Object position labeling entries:
┌──
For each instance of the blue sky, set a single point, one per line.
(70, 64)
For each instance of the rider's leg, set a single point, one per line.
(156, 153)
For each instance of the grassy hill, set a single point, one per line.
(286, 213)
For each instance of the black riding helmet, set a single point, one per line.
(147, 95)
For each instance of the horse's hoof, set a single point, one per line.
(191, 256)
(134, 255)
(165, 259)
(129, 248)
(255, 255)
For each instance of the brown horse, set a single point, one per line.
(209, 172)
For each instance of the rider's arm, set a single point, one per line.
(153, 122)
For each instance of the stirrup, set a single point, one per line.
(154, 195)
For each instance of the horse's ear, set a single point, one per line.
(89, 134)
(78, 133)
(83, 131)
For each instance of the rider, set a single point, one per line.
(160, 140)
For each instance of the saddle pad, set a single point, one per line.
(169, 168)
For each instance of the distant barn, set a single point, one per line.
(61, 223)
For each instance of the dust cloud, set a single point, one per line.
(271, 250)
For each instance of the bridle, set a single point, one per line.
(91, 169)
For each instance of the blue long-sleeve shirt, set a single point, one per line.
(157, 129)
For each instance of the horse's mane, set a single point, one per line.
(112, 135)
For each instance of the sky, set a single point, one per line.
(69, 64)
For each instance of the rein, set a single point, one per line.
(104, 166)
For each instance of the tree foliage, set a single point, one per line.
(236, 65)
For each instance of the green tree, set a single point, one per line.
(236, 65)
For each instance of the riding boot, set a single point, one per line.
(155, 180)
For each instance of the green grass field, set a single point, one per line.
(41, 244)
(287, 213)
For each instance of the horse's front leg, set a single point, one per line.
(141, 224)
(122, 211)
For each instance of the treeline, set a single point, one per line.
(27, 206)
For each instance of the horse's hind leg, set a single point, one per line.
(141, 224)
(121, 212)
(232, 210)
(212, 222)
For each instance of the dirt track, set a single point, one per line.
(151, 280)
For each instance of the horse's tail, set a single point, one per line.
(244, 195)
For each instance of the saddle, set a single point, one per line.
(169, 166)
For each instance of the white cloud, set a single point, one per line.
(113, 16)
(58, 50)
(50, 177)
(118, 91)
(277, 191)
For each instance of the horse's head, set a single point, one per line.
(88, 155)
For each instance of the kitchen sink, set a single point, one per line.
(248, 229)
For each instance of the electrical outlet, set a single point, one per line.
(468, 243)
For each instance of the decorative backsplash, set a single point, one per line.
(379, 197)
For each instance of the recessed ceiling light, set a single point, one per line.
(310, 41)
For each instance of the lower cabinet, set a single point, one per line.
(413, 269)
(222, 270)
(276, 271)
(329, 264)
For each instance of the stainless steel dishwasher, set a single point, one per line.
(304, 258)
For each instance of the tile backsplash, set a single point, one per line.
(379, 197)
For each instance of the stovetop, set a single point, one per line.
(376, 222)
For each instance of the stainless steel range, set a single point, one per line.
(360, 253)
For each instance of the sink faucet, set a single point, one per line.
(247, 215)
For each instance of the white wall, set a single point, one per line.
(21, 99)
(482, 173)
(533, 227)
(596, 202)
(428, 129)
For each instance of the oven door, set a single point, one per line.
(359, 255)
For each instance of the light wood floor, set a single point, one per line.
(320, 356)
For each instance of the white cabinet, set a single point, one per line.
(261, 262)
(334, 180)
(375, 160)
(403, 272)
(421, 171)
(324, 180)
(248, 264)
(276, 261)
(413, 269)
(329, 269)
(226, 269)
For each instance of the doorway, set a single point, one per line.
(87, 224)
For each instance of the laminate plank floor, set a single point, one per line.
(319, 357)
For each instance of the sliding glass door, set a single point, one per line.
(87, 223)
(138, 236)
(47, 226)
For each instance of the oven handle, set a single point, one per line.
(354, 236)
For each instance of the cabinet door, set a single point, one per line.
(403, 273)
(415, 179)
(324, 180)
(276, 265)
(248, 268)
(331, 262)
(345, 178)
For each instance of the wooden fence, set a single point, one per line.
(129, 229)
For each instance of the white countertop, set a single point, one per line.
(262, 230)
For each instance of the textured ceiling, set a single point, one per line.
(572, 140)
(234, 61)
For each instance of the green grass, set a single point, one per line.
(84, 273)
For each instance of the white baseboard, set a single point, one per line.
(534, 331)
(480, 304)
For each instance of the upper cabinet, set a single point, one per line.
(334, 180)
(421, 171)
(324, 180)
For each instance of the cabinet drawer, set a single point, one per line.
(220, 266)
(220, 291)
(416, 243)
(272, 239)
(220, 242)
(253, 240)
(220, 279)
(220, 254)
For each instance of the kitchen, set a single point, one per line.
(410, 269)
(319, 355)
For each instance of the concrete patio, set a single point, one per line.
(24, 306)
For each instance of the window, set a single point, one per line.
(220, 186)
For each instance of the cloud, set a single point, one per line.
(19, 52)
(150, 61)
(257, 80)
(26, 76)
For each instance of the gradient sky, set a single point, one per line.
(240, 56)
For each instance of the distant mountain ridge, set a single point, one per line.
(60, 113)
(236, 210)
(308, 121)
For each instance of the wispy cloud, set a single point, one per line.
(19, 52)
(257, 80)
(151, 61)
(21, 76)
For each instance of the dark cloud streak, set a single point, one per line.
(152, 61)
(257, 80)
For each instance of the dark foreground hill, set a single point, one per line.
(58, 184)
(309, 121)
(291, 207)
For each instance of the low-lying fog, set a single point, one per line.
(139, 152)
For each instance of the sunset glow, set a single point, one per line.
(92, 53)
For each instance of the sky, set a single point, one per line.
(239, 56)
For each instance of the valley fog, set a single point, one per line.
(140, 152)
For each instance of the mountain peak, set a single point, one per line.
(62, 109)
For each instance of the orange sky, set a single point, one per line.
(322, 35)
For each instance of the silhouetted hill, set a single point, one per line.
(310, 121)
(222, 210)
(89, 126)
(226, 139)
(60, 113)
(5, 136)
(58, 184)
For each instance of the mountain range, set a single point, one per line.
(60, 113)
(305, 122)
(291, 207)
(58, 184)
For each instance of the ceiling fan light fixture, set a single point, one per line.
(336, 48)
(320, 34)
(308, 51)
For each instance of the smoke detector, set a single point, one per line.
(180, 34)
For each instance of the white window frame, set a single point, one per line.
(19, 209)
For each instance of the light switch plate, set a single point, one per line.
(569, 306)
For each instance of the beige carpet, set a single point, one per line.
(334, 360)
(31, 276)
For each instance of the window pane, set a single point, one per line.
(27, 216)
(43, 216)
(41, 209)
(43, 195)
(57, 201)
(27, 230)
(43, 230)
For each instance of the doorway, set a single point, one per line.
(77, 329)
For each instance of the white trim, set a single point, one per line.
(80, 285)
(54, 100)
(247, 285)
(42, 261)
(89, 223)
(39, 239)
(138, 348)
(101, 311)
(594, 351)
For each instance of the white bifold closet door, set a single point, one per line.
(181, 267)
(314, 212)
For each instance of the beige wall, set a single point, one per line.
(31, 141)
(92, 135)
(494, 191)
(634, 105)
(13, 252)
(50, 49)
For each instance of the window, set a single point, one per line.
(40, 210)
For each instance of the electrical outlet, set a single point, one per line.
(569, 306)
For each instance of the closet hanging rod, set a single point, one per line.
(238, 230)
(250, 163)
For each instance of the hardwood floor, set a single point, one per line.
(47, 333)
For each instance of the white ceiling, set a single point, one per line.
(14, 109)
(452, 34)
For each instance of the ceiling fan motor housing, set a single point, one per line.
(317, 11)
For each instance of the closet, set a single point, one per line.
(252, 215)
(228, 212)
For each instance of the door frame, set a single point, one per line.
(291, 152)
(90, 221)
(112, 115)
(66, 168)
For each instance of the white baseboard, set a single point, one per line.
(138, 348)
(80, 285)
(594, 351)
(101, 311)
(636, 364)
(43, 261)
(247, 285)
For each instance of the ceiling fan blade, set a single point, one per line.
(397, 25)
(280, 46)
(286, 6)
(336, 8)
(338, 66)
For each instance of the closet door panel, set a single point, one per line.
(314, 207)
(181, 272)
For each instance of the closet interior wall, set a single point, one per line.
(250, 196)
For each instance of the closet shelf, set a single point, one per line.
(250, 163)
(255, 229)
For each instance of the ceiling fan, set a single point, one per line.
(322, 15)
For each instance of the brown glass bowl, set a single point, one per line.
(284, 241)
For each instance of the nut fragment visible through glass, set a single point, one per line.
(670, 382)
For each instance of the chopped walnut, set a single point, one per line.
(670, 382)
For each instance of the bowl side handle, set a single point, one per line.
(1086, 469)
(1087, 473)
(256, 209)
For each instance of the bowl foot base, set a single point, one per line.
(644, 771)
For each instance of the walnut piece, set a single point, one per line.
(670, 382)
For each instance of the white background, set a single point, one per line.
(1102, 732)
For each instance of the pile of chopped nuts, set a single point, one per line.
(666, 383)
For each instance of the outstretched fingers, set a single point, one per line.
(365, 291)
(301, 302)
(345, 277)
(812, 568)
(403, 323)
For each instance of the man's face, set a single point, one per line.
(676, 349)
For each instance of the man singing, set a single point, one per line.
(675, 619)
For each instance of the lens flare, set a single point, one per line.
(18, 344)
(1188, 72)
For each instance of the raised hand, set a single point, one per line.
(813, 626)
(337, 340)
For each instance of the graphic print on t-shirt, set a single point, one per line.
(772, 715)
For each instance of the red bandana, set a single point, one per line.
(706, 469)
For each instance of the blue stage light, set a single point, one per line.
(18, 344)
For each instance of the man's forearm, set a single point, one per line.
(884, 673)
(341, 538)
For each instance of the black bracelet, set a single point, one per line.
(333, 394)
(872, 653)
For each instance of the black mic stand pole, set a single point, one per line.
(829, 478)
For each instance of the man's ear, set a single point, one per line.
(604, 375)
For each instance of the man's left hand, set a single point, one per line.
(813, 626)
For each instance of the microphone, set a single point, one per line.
└──
Task to carry out: Repeat only the stretch of lines starting at the one containing "For each instance of the graphic" and running to the final line of the entries above.

Finished exercise:
For each instance of the graphic print on t-shirt, set a single point, one per line.
(772, 715)
For each instance of the red bandana, set a single point, one per line.
(706, 469)
For each instance of the blue stage light, set a single point, one per line.
(18, 344)
For each instance of the man's forearm, set a single point, one per line.
(884, 673)
(341, 538)
For each instance of the black bracelet, set a single point, one per line.
(333, 394)
(872, 653)
For each instance of the black mic stand pole, set a single point, one per line.
(829, 478)
For each instance of the man's ear, set a single point, one per line.
(604, 375)
For each instance of the man's left hand, set a single point, one per line.
(813, 626)
For each instance of the microphone, set a single point, one per line.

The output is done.